#### [Text]
>> Begin

File: emacs-lisp-intro.info, Node: Words in a defun, Next: Readying a Graph, Prev: Counting Words, Up: Top
Counting Words in a `defun'
***************************
Our next project is to count the number of words in a function
definition. Clearly, this can be done using some variant of
`count-word-region'. *Note Counting Words: Repetition and Regexps:
Counting Words. If we are just going to count the words in one
definition, it is easy enough to mark the definition with the `C-M-h'
(`mark-defun') command, and then call `count-word-region'.
However, I am more ambitious: I want to count the words and symbols
in every definition in the Emacs sources and then print a graph that
shows how many functions there are of each length: how many contain 40
to 49 words or symbols, how many contain 50 to 59 words or symbols, and
so on. I have often been curious how long a typical function is, and
this will tell.
* Menu:
* Divide and Conquer::
* Words and Symbols:: What to count?
* Syntax:: What constitutes a word or symbol?
* count-words-in-defun:: Very like `count-words'.
* Several defuns:: Counting several defuns in a file.

>> End

#### [Required work]
Pick up the text on counting words in an Emacs Lisp function definition and continue it from the point where it stops.

#### [Available data]
>> Begin

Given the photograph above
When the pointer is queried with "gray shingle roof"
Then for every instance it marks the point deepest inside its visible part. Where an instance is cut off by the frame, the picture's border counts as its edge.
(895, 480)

>> End

#### [Answer to the exercise]
* Find a File:: Do you want to look at a file?
* lengths-list-file:: A list of the lengths of many definitions.
* Several files:: Counting in definitions in different files.
* Several files recursively:: Recursively counting in different files.
* Prepare the data:: Prepare the data for display in a graph.
File: emacs-lisp-intro.info, Node: Divide and Conquer, Next: Words and Symbols, Prev: Words in a defun, Up: Words in a defun
Divide and Conquer
==================
Described in one phrase, the histogram project is daunting; but
divided into numerous small steps, each of which we can take one at a
time, the project becomes less fearsome. Let us consider what the
steps must be:
* First, write a function to count the words in one definition. This
includes the problem of handling symbols as well as words.
* Second, write a function to list the numbers of words in each
function in a file. This function can use the
`count-words-in-defun' function.
* Third, write a function to list the numbers of words in each
function in each of several files. This entails automatically
finding the various files, switching to them, and counting the
words in the definitions within them.
* Fourth, write a function to convert the list of numbers that we
created in step three to a form that will be suitable for printing
as a graph.
* Fifth, write a function to print the results as a graph.
This is quite a project! But if we take each step slowly, it will
not be difficult.
File: emacs-lisp-intro.info, Node: Words and Symbols, Next: Syntax, Prev: Divide and Conquer, Up: Words in a defun
What to Count?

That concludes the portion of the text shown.